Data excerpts
-- Opening Marker --

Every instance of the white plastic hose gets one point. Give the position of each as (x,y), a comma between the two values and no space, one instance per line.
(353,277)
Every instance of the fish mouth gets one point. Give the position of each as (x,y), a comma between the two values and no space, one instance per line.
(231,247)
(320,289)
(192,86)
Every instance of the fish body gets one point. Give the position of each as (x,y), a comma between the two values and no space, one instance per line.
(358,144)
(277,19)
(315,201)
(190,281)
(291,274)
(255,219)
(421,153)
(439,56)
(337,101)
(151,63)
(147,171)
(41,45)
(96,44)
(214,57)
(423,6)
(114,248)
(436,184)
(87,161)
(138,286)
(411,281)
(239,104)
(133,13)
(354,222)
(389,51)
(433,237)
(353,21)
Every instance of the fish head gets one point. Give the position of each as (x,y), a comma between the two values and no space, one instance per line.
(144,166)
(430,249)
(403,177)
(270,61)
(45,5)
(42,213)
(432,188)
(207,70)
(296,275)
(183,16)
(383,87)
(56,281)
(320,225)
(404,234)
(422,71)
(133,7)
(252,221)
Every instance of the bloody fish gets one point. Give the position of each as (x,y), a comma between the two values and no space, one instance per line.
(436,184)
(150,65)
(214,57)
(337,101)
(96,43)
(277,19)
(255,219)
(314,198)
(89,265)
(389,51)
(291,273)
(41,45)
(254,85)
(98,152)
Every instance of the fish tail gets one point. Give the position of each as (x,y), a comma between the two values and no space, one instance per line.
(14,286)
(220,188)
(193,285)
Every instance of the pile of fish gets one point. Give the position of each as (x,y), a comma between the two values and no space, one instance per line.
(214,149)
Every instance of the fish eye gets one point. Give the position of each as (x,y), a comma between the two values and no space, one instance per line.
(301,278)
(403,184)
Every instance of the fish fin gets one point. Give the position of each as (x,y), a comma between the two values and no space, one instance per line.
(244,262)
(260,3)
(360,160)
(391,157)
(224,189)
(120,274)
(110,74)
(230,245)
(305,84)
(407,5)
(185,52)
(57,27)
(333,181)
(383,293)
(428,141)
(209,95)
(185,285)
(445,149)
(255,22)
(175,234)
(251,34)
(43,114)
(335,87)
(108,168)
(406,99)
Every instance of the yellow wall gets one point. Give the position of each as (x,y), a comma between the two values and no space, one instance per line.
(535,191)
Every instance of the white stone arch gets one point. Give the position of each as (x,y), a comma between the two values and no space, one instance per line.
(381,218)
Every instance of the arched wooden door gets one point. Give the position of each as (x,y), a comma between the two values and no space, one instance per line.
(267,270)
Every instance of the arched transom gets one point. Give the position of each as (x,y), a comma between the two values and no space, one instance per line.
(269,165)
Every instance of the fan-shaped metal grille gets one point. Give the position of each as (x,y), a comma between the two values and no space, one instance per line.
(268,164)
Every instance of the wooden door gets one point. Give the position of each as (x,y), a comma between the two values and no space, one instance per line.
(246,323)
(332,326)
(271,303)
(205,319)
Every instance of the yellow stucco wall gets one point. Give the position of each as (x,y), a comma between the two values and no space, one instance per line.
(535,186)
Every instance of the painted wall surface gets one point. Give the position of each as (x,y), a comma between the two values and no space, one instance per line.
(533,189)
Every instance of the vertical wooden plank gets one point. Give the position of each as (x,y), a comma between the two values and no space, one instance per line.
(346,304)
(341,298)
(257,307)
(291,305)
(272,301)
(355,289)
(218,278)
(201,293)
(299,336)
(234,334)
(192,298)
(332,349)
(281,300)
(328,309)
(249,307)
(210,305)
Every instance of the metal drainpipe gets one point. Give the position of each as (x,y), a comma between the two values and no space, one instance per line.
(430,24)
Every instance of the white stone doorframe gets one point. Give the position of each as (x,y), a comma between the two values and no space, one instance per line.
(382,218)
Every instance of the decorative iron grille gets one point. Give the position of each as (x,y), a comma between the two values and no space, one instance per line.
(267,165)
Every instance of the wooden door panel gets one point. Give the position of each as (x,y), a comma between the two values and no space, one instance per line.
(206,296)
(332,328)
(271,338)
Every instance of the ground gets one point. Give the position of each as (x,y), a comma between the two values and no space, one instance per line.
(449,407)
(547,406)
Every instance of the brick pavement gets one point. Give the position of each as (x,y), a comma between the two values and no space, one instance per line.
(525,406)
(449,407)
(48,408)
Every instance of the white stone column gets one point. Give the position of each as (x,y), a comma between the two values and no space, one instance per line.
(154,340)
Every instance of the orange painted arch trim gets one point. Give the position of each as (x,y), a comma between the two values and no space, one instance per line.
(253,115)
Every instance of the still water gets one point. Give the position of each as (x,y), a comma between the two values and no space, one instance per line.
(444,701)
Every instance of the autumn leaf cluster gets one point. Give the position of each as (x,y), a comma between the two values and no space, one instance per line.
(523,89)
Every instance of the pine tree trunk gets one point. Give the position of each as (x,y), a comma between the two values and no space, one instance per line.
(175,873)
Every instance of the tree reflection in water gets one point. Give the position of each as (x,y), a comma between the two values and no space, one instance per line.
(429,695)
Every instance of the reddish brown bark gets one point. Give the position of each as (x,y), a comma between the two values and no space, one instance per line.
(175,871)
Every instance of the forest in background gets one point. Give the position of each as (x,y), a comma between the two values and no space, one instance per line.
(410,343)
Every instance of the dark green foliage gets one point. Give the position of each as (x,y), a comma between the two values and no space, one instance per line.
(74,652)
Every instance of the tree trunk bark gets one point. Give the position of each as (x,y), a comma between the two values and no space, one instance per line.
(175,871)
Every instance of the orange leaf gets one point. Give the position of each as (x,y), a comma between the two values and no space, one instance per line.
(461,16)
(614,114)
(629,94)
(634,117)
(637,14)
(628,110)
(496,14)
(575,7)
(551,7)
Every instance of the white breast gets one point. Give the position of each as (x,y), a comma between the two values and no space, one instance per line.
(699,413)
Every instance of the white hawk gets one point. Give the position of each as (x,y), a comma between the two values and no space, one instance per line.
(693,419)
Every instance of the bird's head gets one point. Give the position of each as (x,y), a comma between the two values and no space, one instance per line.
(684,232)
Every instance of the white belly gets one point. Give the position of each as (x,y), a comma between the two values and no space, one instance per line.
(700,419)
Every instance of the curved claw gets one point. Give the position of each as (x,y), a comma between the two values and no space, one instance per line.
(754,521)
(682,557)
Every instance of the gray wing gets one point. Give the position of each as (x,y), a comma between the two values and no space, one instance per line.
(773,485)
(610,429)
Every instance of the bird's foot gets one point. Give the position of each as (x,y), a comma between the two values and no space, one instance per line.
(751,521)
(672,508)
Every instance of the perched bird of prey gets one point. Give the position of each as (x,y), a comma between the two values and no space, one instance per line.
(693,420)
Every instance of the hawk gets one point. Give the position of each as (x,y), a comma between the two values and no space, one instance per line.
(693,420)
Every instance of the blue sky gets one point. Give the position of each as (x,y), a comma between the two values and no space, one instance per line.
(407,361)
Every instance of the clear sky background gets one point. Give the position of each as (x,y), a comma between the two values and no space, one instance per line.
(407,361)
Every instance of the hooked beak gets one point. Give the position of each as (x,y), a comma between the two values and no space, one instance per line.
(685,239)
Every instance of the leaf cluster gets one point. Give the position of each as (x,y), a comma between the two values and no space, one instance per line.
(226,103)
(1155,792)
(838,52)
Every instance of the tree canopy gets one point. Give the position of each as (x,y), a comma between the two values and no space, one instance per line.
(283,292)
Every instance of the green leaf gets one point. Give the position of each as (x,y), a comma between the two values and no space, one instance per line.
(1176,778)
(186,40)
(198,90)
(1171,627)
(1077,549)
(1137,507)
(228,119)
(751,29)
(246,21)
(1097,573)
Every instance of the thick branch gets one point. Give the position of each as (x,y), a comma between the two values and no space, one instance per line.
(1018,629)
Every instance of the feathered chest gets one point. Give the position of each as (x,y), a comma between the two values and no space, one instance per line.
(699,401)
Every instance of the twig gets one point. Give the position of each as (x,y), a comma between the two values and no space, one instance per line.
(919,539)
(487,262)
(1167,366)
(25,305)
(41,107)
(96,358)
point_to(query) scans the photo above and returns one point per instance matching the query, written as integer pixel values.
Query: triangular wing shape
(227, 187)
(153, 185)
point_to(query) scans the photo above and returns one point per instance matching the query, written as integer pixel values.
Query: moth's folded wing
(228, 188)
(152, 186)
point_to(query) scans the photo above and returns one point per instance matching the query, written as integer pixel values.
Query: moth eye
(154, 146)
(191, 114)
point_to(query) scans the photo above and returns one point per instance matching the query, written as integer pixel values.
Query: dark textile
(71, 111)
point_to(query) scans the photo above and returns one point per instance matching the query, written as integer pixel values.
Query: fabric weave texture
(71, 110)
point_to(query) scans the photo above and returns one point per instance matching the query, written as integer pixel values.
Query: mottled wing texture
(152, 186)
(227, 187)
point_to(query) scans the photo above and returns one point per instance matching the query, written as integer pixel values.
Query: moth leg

-- Closing Marker --

## Required action
Set down the line that contains "Query: fabric weave texture" exactly. Do the same for each later line of the data, through the end, and add nothing.

## Written solution
Query: fabric weave texture
(71, 110)
point_to(query) scans the photo above and returns one point per instance matching the query, written as integer pixel values.
Query: mottled wing texture
(152, 186)
(227, 187)
point_to(query) scans the photo above and returns one point per instance matching the query, written as integer pixel values.
Query: moth leg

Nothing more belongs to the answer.